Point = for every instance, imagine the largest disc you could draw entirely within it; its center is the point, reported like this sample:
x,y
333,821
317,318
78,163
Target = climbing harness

DIRECTION -> Count the lines of the data above that contain the word "center". Give only the number.

CORRECT RESULT -> 1